[Data rows]
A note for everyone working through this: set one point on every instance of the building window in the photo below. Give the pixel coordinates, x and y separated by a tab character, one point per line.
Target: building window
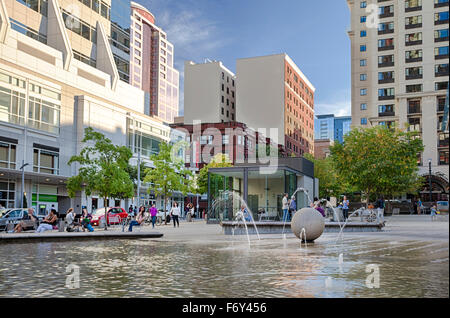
386	93
413	38
386	60
413	22
37	5
45	161
385	44
414	72
414	106
412	4
386	110
7	155
441	17
441	35
416	88
440	85
413	56
22	28
441	70
441	52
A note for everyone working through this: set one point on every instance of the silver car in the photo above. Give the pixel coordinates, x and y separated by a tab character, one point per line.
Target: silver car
14	216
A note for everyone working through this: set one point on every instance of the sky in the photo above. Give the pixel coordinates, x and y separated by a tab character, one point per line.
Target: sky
312	33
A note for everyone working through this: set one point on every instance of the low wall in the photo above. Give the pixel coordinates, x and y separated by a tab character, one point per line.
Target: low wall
238	228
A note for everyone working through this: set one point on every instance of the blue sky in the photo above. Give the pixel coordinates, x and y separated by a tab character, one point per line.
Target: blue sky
312	33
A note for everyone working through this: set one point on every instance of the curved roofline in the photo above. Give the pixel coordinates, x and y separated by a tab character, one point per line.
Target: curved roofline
139	6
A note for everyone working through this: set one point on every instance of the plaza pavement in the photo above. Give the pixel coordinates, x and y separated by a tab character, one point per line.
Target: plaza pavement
400	227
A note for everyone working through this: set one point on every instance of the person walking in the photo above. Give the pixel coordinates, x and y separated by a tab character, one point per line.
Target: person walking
380	210
419	207
28	217
345	205
86	221
433	213
292	207
285	208
139	220
153	213
48	222
175	213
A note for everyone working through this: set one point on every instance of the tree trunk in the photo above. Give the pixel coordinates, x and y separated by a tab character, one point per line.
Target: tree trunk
105	202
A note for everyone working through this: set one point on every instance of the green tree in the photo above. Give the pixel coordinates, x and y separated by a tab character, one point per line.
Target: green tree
102	170
330	183
168	175
379	160
218	161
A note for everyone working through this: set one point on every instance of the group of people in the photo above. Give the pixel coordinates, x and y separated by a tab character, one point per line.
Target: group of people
289	206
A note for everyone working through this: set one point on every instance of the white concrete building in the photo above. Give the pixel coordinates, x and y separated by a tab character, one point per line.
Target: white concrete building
209	93
56	79
400	73
272	92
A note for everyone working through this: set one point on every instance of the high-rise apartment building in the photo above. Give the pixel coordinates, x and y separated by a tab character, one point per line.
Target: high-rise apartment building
152	65
209	93
58	76
331	127
400	73
272	92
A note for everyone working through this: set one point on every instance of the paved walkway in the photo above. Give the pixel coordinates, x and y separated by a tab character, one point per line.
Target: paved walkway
403	227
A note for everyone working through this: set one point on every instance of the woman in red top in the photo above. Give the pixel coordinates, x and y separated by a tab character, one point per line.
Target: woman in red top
153	213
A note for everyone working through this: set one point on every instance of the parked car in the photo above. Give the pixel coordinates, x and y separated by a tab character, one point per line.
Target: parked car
14	216
114	215
442	206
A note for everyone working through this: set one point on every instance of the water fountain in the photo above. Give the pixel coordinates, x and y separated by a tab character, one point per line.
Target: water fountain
240	217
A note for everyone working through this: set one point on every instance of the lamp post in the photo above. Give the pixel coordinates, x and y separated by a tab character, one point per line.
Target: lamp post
23	181
429	180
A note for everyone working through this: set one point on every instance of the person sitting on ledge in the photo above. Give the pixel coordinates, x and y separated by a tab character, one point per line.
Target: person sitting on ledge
48	223
28	217
138	221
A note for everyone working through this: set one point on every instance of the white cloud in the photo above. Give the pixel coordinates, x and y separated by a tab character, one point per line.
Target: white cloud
339	104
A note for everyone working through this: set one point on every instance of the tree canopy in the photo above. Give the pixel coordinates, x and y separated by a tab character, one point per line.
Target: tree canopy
379	160
102	168
220	160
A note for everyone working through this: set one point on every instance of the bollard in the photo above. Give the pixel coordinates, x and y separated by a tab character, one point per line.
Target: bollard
61	225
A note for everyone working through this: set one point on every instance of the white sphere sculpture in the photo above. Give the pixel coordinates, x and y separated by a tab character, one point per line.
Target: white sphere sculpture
311	221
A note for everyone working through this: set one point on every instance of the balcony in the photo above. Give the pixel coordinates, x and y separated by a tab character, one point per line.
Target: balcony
386	80
386	114
443	72
440	5
418	8
439	22
385	64
386	15
386	48
441	56
413	76
387	31
389	97
413	26
413	60
441	39
410	43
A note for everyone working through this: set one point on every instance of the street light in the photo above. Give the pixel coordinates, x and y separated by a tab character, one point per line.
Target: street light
23	180
429	180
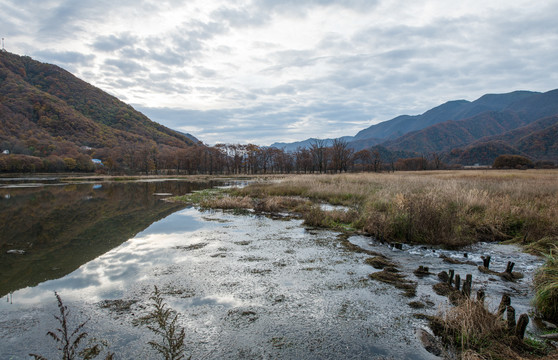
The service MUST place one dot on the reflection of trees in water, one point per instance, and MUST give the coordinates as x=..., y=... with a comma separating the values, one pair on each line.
x=63, y=227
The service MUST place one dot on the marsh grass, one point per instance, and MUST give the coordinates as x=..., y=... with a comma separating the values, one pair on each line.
x=69, y=342
x=477, y=333
x=452, y=208
x=163, y=321
x=546, y=287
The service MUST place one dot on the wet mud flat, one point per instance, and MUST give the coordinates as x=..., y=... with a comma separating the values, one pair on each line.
x=248, y=287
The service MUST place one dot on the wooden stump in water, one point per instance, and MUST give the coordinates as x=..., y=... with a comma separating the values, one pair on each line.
x=510, y=317
x=480, y=296
x=486, y=261
x=467, y=285
x=504, y=303
x=521, y=326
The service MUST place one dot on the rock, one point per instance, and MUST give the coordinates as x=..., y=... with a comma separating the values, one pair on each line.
x=17, y=252
x=549, y=336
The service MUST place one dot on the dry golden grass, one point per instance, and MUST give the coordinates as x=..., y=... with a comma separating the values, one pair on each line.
x=480, y=334
x=436, y=207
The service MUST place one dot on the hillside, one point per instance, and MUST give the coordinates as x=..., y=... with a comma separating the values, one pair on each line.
x=452, y=110
x=537, y=141
x=46, y=111
x=451, y=134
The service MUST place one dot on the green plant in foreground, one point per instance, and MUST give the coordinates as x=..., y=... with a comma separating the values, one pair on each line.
x=546, y=287
x=69, y=340
x=162, y=320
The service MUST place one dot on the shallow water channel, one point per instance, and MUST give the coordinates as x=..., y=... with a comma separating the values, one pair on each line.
x=246, y=286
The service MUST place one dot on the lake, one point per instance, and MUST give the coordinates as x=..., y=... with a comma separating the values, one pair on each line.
x=246, y=286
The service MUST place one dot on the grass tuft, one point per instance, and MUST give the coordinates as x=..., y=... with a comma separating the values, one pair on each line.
x=546, y=287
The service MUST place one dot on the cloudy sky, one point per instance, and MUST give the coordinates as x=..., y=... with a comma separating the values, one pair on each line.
x=284, y=70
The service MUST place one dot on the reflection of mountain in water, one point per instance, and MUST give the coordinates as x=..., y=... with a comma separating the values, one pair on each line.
x=62, y=227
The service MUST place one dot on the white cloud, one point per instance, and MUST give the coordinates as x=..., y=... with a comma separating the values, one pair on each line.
x=266, y=71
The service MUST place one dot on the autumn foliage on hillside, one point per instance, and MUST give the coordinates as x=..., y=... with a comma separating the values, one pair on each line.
x=52, y=121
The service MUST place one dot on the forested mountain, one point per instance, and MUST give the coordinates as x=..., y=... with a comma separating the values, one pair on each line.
x=538, y=141
x=452, y=110
x=464, y=132
x=46, y=112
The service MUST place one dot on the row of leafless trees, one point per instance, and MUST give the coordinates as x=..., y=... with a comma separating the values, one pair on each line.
x=253, y=159
x=150, y=158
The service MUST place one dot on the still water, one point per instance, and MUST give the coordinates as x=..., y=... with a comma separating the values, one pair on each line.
x=245, y=286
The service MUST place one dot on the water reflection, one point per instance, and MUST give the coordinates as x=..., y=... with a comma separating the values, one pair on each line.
x=56, y=229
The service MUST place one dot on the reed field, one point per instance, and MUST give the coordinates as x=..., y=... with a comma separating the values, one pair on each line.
x=449, y=208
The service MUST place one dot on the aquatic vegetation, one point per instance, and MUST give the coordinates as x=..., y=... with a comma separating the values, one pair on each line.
x=69, y=341
x=451, y=208
x=162, y=320
x=478, y=333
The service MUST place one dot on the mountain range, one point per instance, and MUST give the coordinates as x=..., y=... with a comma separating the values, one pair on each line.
x=469, y=132
x=45, y=110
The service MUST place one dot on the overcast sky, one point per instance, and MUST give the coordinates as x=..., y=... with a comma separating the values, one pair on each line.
x=285, y=70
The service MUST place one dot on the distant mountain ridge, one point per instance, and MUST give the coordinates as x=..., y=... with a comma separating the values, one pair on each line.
x=471, y=131
x=45, y=110
x=289, y=147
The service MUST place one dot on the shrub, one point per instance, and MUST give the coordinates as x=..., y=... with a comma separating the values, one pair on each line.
x=162, y=320
x=69, y=340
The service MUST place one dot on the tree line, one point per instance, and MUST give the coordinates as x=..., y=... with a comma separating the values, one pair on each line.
x=249, y=159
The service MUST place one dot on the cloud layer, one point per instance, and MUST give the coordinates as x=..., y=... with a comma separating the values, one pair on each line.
x=266, y=71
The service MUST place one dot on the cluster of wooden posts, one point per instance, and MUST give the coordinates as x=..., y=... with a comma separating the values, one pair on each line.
x=515, y=327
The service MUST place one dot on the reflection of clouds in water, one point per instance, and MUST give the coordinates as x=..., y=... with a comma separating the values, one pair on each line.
x=183, y=221
x=78, y=282
x=107, y=276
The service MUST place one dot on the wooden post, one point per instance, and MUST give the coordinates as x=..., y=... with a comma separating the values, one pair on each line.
x=521, y=326
x=480, y=296
x=450, y=279
x=505, y=302
x=486, y=261
x=468, y=285
x=510, y=317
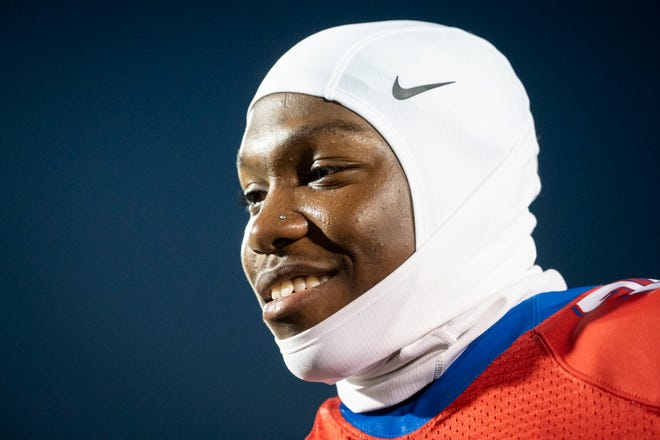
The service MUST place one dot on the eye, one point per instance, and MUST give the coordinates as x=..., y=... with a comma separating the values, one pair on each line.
x=318, y=172
x=252, y=199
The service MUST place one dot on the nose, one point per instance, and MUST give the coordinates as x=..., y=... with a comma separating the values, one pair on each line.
x=277, y=224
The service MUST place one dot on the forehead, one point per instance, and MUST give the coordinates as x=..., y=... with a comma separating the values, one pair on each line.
x=284, y=118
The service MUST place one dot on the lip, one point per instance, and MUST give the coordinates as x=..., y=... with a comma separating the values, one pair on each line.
x=268, y=279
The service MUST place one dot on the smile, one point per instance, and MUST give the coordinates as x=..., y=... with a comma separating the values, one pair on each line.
x=295, y=285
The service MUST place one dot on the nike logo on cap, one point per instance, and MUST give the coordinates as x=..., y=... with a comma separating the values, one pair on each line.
x=401, y=93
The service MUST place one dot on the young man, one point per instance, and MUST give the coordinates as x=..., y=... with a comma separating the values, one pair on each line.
x=388, y=170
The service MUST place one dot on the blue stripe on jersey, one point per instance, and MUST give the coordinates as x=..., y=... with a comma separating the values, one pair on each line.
x=410, y=415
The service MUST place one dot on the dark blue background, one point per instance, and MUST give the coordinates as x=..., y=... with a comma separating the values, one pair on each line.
x=124, y=311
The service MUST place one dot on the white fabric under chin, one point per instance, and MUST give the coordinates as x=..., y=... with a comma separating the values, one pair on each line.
x=404, y=332
x=469, y=153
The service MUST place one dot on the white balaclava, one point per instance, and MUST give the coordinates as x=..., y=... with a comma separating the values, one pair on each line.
x=469, y=152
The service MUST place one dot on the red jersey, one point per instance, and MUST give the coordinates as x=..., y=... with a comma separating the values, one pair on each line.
x=555, y=366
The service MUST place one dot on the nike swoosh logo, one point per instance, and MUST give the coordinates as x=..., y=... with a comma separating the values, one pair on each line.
x=401, y=93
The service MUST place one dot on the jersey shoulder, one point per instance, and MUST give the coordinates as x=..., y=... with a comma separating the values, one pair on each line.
x=608, y=337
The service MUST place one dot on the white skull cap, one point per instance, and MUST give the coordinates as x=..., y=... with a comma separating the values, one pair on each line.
x=448, y=139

[Goal]
Print exactly the lines above, starting at the line that contains "The service MUST place one dot on the red" and ending with the last line of the records, both included.

[Task answer]
The service MUST place one dot on the red jersey, one point per instance, and MUST give the coordinates as x=..., y=... with a comma separating the values, one pair on each line.
x=555, y=366
The service MUST place one dot on the nike swoosh logo, one point per instance, and MUST give the coordinates as x=..., y=... with a comma separating the values, one pair on each line.
x=401, y=93
The service MUST place one dot on the jersey shoulder, one point per instance, and MUST give the coordinates as x=..., y=... with a comma separating the values, one pair on each line.
x=608, y=337
The service MUST place one dot on the white skull cap, one point per instance, and MUST give the coordinates as x=..., y=... with a comma separating the values, one pair on each line.
x=448, y=139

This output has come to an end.